= What you have to do =
Please answer from the biography of José María Libório Camino Saracho below: who consecrated him as a bishop?

= Exercise text =
Segment Open

- Church: Catholic Church
- Diocese: Diocese of Presidente Prudente
- In office: 20 February 2002 – 16 April 2008
- Predecessor: Antônio Agostinho Marochi
- Successor: Benedito Gonçalves dos Santos [pt]
- Previous posts: Titular Bishop of Urusi (1999-2002) Auxiliary Bishop of São Miguel Paulista (1999-2002)

Orders
- Ordination: 6 July 1958
- Consecration: 29 September 1999 by Alfio Rapisarda

Personal details
- Born: 13 November 1931 Santurtzi, Spanish Republic
- Died: 30 August 2021 (aged 89) São Paulo, Brazil
- Coat of arms: José María Libório Camino Saracho's coat of arms

= José María Libório Camino Saracho =

Spanish priest (1931–2021)

José María Libório Camino Saracho (13 November 1931 – 30 August 2021) was a Spanish-Brazilian Roman Catholic prelate. He served as the auxiliary bishop of the Roman Catholic Diocese of São Miguel Paulista from 1999 to 2002, titular bishop of Urusi from 1999 to 2002, and the Bishop of the Roman Catholic Diocese of Presidente Prudente from 2002 until his retirement in April 2008.

Libório was born on 13 November 1931, in Santurtzi, Biscay province in Spain's Basque Country. His childhood was dominated by the Spanish Civil War. He was ordained a Catholic priest on July 6, 1958.

Segment Closed

= Listed records =

Segment Open

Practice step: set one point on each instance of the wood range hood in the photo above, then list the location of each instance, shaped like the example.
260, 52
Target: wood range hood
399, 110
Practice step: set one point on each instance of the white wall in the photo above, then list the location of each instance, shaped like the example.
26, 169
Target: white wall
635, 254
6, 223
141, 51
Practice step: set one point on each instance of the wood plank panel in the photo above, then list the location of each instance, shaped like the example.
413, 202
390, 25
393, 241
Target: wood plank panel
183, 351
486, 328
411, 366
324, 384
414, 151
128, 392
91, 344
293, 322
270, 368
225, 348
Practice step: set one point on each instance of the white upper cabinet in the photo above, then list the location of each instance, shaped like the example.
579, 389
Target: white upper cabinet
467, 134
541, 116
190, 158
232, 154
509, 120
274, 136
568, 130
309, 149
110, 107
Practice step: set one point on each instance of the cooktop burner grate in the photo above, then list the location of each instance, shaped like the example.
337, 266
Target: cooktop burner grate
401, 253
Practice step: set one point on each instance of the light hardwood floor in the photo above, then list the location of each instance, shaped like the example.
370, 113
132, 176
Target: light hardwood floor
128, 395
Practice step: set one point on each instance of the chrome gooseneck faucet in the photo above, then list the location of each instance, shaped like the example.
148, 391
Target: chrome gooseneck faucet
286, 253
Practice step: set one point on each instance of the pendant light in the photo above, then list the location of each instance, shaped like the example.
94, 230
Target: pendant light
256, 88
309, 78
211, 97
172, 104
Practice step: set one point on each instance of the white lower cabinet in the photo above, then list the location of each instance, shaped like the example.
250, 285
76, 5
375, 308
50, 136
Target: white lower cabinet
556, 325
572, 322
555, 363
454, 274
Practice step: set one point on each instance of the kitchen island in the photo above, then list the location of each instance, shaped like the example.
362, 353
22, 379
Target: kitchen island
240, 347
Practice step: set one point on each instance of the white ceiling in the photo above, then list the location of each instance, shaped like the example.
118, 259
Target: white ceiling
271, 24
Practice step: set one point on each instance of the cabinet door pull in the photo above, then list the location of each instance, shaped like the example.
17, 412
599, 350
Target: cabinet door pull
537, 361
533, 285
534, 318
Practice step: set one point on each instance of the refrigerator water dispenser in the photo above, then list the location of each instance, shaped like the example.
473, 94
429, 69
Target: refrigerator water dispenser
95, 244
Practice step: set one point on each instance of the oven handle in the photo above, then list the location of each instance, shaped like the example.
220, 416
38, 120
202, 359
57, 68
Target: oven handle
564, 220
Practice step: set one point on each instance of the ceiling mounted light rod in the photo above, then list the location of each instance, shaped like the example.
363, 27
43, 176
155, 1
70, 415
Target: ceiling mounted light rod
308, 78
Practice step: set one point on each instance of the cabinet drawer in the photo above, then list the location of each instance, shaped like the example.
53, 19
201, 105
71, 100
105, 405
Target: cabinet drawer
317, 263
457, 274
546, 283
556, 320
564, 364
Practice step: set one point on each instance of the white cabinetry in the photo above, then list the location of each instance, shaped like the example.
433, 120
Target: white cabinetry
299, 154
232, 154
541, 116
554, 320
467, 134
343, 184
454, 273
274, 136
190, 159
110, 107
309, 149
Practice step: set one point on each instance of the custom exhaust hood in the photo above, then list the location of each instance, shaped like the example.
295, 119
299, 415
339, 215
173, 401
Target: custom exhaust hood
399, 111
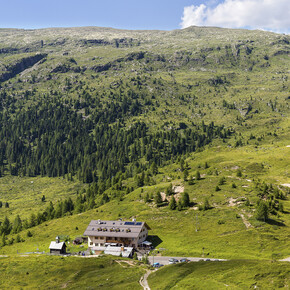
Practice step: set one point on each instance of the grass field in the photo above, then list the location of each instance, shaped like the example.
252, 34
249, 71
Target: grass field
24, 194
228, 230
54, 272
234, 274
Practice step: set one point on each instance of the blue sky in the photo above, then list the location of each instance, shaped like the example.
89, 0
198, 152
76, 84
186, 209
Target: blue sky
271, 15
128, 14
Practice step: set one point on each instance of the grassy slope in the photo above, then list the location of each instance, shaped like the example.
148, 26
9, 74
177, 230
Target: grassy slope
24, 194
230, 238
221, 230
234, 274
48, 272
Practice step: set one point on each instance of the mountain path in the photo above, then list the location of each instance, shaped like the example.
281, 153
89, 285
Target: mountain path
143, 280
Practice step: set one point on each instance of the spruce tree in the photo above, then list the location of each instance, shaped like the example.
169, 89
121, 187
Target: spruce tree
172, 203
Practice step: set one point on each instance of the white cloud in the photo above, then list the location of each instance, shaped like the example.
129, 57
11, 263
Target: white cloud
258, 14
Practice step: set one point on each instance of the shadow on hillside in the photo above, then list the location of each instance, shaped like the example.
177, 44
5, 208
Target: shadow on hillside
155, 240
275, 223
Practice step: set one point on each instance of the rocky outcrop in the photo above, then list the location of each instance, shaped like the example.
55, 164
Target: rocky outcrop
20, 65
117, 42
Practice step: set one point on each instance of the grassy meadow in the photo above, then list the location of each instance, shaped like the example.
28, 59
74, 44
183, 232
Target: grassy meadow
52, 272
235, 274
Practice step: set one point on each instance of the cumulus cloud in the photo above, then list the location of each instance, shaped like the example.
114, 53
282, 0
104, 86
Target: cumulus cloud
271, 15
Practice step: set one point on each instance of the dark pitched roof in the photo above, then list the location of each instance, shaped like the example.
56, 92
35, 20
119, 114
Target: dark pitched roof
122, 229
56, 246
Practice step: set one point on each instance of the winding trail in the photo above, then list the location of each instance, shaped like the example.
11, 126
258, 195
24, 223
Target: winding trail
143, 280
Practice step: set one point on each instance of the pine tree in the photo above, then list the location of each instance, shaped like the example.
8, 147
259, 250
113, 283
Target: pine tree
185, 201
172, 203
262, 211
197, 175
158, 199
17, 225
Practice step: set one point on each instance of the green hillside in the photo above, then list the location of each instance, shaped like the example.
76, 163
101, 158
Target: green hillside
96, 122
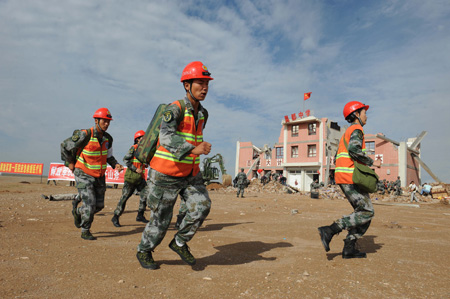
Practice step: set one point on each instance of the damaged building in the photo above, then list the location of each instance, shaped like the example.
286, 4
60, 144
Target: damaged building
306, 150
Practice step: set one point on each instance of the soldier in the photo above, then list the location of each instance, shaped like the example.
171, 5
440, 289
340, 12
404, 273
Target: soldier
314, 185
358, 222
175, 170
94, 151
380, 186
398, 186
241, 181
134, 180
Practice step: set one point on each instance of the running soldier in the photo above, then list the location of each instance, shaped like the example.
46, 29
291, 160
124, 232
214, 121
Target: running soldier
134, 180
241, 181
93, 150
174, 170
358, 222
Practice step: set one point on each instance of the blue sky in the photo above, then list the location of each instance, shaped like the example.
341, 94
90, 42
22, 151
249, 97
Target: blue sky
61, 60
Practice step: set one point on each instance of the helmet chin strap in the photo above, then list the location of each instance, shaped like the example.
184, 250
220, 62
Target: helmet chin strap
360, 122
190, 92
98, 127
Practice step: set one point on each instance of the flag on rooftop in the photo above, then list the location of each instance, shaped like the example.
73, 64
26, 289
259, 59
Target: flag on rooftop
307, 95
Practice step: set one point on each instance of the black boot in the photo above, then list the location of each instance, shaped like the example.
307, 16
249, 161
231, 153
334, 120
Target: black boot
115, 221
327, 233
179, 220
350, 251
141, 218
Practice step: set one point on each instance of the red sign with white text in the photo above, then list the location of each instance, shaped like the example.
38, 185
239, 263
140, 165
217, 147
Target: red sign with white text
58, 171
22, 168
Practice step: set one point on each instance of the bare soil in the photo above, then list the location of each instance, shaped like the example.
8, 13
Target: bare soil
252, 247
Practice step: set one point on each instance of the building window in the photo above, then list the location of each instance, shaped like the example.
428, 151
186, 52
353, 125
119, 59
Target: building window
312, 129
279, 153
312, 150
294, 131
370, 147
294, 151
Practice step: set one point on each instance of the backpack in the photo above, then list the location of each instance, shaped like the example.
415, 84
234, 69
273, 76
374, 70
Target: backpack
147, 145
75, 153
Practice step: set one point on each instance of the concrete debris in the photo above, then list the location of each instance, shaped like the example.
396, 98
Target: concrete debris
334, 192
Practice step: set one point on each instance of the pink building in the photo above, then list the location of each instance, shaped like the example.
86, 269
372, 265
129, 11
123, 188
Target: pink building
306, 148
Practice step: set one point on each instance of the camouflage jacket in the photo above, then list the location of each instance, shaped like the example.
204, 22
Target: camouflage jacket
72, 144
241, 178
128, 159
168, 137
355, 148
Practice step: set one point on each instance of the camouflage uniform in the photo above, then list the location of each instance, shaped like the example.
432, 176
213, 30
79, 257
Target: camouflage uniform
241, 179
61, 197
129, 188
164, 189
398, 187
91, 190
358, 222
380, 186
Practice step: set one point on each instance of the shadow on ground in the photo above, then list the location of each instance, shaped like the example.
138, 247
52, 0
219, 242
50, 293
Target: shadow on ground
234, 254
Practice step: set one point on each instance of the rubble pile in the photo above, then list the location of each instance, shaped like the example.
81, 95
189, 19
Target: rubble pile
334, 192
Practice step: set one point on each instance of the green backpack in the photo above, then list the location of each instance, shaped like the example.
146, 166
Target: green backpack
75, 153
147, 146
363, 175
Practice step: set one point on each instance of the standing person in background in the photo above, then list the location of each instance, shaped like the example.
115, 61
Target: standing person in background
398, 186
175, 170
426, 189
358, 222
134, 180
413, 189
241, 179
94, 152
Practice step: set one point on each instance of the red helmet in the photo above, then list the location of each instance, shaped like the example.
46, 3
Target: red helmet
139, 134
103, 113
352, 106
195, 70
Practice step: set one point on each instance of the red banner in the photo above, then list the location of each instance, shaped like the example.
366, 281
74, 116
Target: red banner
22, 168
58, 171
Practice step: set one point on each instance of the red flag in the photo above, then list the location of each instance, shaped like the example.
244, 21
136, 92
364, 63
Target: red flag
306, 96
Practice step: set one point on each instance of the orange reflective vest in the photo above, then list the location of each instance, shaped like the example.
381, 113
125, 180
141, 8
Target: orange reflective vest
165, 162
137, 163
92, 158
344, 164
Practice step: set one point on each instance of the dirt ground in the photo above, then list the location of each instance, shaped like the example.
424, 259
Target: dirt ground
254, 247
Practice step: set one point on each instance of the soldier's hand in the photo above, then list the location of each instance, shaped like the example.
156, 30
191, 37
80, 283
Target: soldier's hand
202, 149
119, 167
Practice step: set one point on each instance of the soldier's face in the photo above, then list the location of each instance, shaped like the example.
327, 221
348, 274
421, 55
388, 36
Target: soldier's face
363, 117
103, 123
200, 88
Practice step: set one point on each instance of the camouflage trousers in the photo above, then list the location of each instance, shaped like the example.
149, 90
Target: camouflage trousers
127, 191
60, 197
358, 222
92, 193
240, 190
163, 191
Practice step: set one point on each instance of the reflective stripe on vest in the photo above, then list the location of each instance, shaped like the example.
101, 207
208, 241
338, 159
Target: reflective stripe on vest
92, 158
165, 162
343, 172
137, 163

Segment Closed

= Answer to the exercise =
Alfio Rapisarda